Records for this exercise
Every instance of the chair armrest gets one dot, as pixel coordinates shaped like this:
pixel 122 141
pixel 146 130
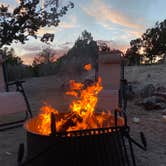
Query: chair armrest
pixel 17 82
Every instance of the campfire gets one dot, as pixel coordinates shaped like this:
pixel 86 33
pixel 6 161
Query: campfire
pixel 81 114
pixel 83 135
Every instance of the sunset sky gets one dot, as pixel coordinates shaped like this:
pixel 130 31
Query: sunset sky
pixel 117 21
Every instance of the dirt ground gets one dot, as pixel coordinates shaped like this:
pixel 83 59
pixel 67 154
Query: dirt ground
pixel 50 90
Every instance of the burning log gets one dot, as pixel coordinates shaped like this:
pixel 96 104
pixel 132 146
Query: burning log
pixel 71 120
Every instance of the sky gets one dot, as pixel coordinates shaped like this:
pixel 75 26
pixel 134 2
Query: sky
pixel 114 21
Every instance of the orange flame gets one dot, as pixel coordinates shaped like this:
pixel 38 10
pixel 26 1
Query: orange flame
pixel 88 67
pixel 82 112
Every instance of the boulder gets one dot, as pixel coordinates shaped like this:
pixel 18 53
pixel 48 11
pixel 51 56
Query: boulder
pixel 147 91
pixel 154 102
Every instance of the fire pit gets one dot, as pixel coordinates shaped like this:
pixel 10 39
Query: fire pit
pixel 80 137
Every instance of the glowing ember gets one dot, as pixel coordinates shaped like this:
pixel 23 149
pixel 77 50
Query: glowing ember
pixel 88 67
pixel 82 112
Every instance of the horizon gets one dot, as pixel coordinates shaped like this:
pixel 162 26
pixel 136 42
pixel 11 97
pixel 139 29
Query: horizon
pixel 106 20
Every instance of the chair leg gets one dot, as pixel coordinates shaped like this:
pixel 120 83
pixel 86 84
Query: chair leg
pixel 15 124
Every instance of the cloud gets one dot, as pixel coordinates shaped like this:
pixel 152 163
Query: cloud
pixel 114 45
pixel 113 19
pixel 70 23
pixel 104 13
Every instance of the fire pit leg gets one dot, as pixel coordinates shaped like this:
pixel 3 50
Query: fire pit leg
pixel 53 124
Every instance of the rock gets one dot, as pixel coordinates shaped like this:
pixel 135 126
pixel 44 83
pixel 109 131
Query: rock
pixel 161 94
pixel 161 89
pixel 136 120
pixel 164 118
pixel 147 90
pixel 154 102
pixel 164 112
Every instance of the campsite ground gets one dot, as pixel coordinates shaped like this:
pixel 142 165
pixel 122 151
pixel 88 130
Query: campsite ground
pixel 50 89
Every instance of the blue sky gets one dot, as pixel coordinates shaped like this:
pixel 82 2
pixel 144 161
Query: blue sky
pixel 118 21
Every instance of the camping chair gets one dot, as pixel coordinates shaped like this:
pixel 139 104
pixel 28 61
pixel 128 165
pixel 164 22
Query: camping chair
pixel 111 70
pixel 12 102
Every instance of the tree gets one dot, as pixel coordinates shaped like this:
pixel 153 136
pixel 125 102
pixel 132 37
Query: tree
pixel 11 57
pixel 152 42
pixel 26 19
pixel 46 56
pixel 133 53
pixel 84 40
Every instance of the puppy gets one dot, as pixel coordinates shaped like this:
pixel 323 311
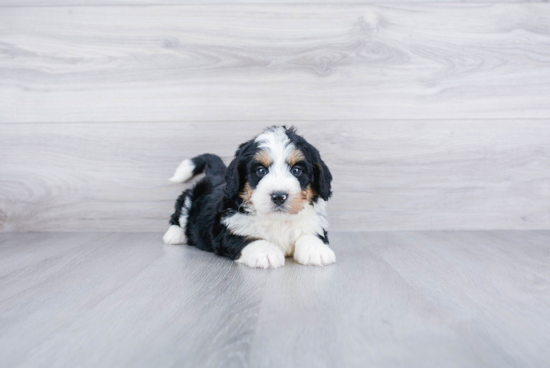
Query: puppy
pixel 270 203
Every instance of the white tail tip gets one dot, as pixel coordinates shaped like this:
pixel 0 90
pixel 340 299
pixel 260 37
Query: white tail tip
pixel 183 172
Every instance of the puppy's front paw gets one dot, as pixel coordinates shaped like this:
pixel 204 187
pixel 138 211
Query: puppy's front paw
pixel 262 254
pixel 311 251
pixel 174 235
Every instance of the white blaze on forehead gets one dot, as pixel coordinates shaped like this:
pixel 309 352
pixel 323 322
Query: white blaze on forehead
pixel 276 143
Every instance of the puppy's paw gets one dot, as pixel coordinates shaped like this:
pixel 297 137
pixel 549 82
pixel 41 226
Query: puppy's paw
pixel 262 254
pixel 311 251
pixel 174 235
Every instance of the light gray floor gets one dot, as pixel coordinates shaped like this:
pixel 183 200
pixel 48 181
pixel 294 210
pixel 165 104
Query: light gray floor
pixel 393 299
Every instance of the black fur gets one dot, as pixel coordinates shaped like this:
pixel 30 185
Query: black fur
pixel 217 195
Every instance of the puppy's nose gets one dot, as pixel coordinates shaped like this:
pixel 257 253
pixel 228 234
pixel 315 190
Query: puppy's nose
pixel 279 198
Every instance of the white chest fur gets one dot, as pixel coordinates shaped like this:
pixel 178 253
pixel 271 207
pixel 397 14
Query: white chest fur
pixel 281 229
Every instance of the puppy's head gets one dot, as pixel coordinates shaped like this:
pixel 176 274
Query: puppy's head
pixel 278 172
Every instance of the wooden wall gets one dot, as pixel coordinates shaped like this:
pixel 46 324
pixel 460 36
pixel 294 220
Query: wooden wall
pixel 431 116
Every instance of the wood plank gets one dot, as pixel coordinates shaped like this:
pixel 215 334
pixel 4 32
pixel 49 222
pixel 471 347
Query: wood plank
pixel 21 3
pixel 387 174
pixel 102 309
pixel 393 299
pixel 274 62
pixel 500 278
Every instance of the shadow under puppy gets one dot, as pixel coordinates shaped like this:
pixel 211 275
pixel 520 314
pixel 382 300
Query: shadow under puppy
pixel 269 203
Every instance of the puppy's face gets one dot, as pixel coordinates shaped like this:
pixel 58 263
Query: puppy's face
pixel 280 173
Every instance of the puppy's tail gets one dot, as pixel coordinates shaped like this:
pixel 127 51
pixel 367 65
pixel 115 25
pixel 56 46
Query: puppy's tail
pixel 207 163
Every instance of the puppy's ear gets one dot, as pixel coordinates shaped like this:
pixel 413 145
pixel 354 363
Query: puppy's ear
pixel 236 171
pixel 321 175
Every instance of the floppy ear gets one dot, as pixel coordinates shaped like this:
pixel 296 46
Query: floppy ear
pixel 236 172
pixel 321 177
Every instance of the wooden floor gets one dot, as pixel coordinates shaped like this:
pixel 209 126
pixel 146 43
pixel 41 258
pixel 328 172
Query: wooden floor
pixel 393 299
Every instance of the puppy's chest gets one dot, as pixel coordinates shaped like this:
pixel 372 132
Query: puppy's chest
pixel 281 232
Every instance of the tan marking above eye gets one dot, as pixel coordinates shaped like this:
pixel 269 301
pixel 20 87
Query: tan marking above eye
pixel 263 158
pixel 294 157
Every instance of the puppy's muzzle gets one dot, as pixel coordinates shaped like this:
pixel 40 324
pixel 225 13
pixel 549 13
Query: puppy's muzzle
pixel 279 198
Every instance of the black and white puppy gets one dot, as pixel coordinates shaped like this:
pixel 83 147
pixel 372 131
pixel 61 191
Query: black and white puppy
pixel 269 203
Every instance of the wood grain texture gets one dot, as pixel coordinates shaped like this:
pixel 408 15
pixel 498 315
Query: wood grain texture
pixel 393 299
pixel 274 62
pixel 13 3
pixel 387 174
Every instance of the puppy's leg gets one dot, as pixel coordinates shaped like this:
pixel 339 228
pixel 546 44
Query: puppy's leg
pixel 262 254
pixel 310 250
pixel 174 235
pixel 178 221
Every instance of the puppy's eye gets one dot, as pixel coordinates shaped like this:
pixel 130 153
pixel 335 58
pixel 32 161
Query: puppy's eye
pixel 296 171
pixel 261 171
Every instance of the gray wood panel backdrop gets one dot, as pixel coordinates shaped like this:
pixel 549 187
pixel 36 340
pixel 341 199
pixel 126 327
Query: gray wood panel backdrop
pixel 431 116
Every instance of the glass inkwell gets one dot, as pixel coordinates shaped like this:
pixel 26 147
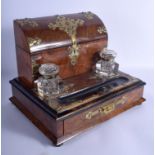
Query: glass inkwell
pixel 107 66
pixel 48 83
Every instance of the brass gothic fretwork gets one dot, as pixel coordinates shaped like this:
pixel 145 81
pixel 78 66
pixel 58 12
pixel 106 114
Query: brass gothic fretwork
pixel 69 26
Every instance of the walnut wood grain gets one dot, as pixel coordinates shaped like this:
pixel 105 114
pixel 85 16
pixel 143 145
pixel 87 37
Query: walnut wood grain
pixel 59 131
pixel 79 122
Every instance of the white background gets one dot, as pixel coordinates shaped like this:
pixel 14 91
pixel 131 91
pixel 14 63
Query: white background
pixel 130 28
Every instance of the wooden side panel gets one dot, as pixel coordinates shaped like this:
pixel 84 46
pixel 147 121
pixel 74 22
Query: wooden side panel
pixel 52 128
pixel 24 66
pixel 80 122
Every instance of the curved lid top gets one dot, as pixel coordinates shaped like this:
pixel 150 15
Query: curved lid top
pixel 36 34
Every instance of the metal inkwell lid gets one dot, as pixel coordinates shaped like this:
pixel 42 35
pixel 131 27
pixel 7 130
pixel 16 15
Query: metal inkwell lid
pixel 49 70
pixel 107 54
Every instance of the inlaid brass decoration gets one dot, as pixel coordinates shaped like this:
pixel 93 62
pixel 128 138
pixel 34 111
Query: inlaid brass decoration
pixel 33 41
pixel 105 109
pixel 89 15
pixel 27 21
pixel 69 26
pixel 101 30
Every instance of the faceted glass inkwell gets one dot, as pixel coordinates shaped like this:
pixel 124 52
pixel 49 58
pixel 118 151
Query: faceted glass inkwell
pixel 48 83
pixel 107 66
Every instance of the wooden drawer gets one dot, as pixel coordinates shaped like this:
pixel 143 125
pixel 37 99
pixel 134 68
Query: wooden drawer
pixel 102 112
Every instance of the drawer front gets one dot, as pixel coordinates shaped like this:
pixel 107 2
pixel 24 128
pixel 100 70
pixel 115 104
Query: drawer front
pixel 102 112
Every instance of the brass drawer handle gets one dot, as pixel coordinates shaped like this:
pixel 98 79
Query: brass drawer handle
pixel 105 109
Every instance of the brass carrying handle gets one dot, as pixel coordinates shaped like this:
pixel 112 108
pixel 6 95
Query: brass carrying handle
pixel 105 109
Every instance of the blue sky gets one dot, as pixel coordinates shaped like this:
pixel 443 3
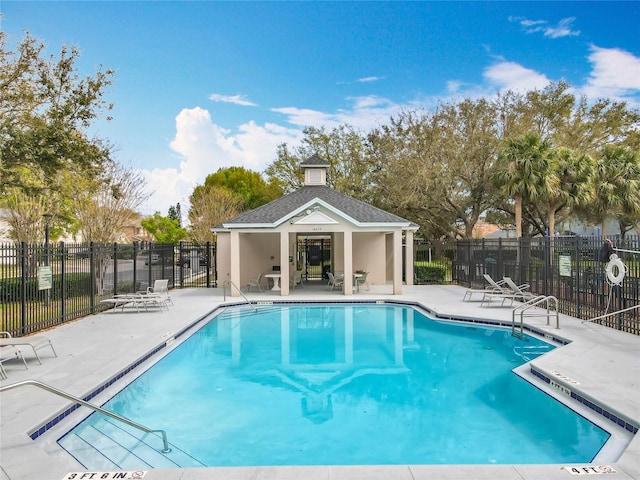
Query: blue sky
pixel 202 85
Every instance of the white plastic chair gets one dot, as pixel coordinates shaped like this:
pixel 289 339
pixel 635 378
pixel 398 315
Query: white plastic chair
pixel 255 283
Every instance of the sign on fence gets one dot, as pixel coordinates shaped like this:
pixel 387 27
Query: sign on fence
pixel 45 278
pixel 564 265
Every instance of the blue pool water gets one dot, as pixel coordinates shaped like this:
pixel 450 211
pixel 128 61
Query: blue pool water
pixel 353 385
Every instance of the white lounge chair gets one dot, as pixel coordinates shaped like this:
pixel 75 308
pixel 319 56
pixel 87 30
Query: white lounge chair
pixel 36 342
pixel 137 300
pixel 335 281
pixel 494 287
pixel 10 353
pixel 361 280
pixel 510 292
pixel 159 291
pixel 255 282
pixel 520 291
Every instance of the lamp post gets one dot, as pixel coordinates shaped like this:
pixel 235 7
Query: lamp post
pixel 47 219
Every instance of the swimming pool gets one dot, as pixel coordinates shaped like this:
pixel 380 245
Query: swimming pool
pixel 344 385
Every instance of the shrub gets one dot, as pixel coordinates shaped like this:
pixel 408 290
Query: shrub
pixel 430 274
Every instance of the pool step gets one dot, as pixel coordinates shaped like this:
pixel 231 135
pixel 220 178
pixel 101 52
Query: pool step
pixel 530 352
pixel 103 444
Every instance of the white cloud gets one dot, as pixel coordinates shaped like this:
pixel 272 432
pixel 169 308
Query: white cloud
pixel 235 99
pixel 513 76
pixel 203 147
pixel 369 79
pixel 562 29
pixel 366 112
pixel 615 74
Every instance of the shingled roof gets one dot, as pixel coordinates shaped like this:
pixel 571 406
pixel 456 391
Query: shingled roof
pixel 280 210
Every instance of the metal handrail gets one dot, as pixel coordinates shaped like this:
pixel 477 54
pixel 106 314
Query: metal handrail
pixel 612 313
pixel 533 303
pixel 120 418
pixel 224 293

Exercise
What belongs in the answer is each line above from the line with "Every instance of the wooden floor" to the line with "pixel 58 12", inclusive, reproduced exactly and free of pictures.

Output for this task
Every instance of the wooden floor gets one dot, as pixel coordinates shaped like this:
pixel 209 126
pixel 146 43
pixel 41 258
pixel 328 172
Query: wooden floor
pixel 393 299
Every instance of the puppy's chest gets one dot, as pixel coordinates shaped like this:
pixel 372 132
Query: puppy's chest
pixel 281 232
Every instance of the tan marking above eye gets one dot, as pixel coordinates shaped like this:
pixel 269 301
pixel 20 87
Query: tan marking above eye
pixel 263 158
pixel 294 157
Every instance of the puppy's muzzle gets one dot, as pixel coordinates shaped like this:
pixel 40 324
pixel 225 13
pixel 549 13
Query: puppy's muzzle
pixel 279 198
Every instance of the black and white puppy gets one dot, as pixel coordinates shaped like this:
pixel 83 147
pixel 372 131
pixel 61 191
Query: black and white puppy
pixel 269 203
Every instance of the wood grain texture gets one dot, as pixel coordinates shaped like this:
pixel 408 15
pixel 498 315
Query: wood grain texture
pixel 393 299
pixel 274 62
pixel 13 3
pixel 387 174
Every instance of the puppy's leg gets one dot, as pixel coordinates shaped like this:
pixel 339 228
pixel 546 44
Query: puppy's leg
pixel 262 254
pixel 310 250
pixel 174 235
pixel 178 221
Every instance of the puppy's eye gets one dot, as pixel coordinates shaped like this:
pixel 130 153
pixel 335 58
pixel 32 161
Query: puppy's eye
pixel 296 171
pixel 261 171
Every instance of the gray wood panel backdrop gets one dot, as pixel coordinates shaped like this:
pixel 549 187
pixel 36 340
pixel 341 199
pixel 126 327
Query: gray wood panel backdrop
pixel 431 116
Every instance of the glass inkwell gets one dot, as pixel coordinates shaped like this:
pixel 26 147
Query: glass inkwell
pixel 107 66
pixel 48 83
Every instance of the brass gothic fretwork gets one dot, as pixel coordinates shaped like this:
pixel 145 81
pixel 78 66
pixel 58 12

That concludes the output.